Exercise data:
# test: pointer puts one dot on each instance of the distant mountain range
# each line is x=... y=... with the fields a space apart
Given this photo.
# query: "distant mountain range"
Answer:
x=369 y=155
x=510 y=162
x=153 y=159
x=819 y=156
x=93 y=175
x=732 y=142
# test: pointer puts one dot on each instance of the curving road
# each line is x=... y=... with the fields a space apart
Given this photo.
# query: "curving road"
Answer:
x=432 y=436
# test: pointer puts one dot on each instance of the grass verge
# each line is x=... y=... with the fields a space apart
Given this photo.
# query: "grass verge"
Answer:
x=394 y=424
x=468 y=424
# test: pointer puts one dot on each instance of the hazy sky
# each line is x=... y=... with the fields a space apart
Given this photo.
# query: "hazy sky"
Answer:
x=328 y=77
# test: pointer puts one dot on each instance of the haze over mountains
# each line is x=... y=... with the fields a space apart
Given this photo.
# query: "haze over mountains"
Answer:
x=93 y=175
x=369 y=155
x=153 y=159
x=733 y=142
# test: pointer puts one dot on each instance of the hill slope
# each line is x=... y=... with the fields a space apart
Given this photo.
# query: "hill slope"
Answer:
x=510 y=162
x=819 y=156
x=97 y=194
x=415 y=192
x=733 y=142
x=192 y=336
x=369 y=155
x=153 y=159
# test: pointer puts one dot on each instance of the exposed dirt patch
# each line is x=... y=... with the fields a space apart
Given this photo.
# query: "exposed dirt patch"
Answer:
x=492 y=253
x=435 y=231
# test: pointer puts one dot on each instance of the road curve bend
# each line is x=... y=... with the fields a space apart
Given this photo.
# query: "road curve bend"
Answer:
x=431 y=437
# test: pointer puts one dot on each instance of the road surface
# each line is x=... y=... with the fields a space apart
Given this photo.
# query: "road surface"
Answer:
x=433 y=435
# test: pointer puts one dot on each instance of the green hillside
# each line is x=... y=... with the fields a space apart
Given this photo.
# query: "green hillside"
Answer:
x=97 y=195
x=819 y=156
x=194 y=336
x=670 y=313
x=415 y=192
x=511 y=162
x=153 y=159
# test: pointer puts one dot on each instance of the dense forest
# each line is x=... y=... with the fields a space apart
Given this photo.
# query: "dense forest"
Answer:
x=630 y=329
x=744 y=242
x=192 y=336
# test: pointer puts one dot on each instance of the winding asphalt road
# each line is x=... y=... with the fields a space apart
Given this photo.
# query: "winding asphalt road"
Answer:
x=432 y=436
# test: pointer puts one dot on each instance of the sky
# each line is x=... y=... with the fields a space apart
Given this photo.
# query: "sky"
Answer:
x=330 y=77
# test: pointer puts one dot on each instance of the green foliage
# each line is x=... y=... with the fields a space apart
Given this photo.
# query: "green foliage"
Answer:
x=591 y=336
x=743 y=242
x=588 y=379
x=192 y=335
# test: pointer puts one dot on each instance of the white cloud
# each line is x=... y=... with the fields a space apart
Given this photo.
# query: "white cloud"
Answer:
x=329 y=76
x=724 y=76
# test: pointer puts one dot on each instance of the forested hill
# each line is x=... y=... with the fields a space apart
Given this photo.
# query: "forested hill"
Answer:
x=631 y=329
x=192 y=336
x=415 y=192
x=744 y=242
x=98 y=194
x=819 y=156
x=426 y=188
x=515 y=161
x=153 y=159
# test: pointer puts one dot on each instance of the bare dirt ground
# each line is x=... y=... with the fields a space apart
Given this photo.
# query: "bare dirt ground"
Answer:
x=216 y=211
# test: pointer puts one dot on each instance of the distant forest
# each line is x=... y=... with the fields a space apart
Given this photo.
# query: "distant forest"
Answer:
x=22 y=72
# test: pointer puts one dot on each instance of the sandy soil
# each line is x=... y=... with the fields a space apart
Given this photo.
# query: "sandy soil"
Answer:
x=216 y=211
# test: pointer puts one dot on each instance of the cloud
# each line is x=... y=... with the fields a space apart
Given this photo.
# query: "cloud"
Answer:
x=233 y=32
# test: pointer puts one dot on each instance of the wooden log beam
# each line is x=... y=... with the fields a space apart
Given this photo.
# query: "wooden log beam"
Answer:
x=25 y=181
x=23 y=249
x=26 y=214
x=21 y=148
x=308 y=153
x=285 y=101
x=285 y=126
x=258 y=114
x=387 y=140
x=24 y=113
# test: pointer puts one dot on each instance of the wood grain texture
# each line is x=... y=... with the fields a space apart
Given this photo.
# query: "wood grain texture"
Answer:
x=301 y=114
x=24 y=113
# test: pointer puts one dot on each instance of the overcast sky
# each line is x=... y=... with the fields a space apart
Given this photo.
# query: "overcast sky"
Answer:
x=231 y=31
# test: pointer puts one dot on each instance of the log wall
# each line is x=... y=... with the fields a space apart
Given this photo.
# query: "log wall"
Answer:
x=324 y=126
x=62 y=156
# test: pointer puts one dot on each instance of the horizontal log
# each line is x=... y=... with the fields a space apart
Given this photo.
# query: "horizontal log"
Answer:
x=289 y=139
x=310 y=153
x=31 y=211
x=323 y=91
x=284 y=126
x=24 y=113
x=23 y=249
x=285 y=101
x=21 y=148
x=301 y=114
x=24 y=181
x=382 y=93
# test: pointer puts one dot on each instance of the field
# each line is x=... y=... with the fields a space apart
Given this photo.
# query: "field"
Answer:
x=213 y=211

To do: Repeat the material above in full, exactly as it stands.

Exercise output:
# test: pointer puts one dot on each instance of the distant mountain range
# each line is x=... y=... with the fields a space apart
Given this photo.
# query: "distant mountain range"
Answer:
x=369 y=155
x=510 y=162
x=153 y=159
x=819 y=156
x=93 y=175
x=732 y=142
# test: pointer puts one dot on each instance of the curving road
# each line is x=... y=... with the fields a space apart
Given this photo.
# query: "curving road"
Answer:
x=432 y=436
# test: pointer puts one dot on each instance of the grass verge
# each line is x=... y=... with the fields a space apart
Given this photo.
# query: "grass verge"
Answer:
x=394 y=424
x=468 y=424
# test: pointer puts one dot on each instance of the hazy sky
# each line is x=... y=... with the fields a space apart
Given this photo.
# query: "hazy sky"
Answer:
x=328 y=77
# test: pointer puts one dot on each instance of the haze over mountains
# each line is x=... y=... with the fields a space apart
Given this photo.
# query: "haze over mountains"
Answer:
x=93 y=175
x=369 y=155
x=153 y=159
x=733 y=142
# test: pointer puts one dot on each instance of the hill slope
# each line is x=... y=... with the fields a space apart
Given this photo.
# query: "hill slope"
Answer:
x=510 y=162
x=819 y=156
x=97 y=194
x=415 y=192
x=733 y=142
x=192 y=336
x=369 y=155
x=153 y=159
# test: pointer puts one dot on each instance of the exposed dirt patch
# each line is x=... y=... with the fields a space apart
Given this photo.
# query: "exposed dirt patch"
Answer:
x=492 y=253
x=435 y=231
# test: pointer puts one dot on each instance of the road curve bend
# each line is x=... y=... with the fields a space apart
Given this photo.
# query: "road curve bend"
Answer:
x=431 y=437
# test: pointer puts one dot on each instance of the road surface
# each line is x=... y=... with the fields a space apart
Given this photo.
# query: "road surface"
Answer:
x=433 y=435
# test: pointer puts one dot on each instance of the green hillside
# each line is x=... y=... with the fields a space apart
Given this photo.
# query: "green hillside"
Answer:
x=97 y=195
x=819 y=156
x=194 y=336
x=670 y=313
x=415 y=192
x=511 y=162
x=153 y=159
# test: pointer puts one dot on each instance of the dense forest
# each line is x=... y=... with the fields a space apart
Given this photo.
# query: "dense forest"
Answer:
x=630 y=329
x=744 y=242
x=192 y=336
# test: pointer puts one dot on each instance of the winding asphalt road
# each line is x=... y=... with the fields a space apart
Given this photo.
# query: "winding asphalt road"
Answer:
x=432 y=436
# test: pointer puts one dot on each instance of the sky
# each line is x=... y=... with the fields a space apart
Given this photo.
# query: "sky"
Answer:
x=330 y=77
# test: pointer puts one dot on each instance of the green foliage
# each line is x=... y=... with the fields a space apart
Given this photo.
# query: "green foliage"
Answer:
x=591 y=336
x=743 y=242
x=588 y=379
x=192 y=335
# test: pointer puts one dot on each instance of the white cloud
# each line is x=... y=... with the fields a space apart
Given this photo.
# query: "white cloud"
Answer:
x=329 y=76
x=724 y=76
# test: pointer puts one dot on each instance of the forested hill
# each line is x=... y=... with the fields a space apart
Given this photo.
# query: "forested hill"
Answer:
x=631 y=329
x=192 y=336
x=415 y=192
x=744 y=242
x=98 y=194
x=819 y=156
x=426 y=188
x=515 y=161
x=153 y=159
# test: pointer puts one dot on each instance of the bare dirt ground
# each line is x=... y=... with the fields a space apart
Given this photo.
# query: "bare dirt ground"
Answer:
x=216 y=211
# test: pointer puts one dot on each instance of the distant forest
# each line is x=... y=... with the fields a space apart
Given this photo.
# query: "distant forest"
Answer:
x=22 y=72
# test: pointer puts one dot on each instance of the sandy soil
# each line is x=... y=... with the fields a space apart
Given this photo.
# query: "sandy soil"
Answer:
x=216 y=211
# test: pointer puts one dot on each instance of the cloud
# each line is x=... y=... with the fields a space apart
Given this photo.
# query: "cloud"
Answer:
x=233 y=32
# test: pointer puts one dot on each instance of the wooden log beam
# each line is x=... y=... with the fields a space apart
Given this photo.
# query: "wooden log beam"
Answer:
x=25 y=181
x=23 y=249
x=26 y=214
x=21 y=148
x=308 y=153
x=285 y=101
x=285 y=126
x=258 y=114
x=387 y=140
x=24 y=113
# test: pointer puts one dot on each instance of the wood grain texture
# each line is x=... y=... with the fields a space apart
Given this photo.
# query: "wood grain texture"
Answer:
x=301 y=114
x=24 y=113
# test: pointer puts one dot on each instance of the overcast sky
# each line is x=... y=... with the fields a space apart
Given this photo.
# query: "overcast sky"
Answer:
x=231 y=31
# test: pointer puts one dot on each instance of the log wall
# each line is x=... y=... with the fields a space apart
Given this photo.
# query: "log wall"
Answer:
x=324 y=126
x=62 y=156
# test: pointer puts one dot on each instance of the horizontal log
# each line is x=... y=... with the fields a space apart
Given this photo.
# query: "horizontal log"
Answer:
x=289 y=139
x=310 y=153
x=31 y=211
x=323 y=91
x=284 y=126
x=24 y=113
x=23 y=249
x=285 y=101
x=21 y=148
x=301 y=114
x=24 y=181
x=382 y=93
# test: pointer puts one dot on each instance of the field
# each line is x=... y=... with the fields a space apart
Given this photo.
# query: "field"
Answer:
x=213 y=211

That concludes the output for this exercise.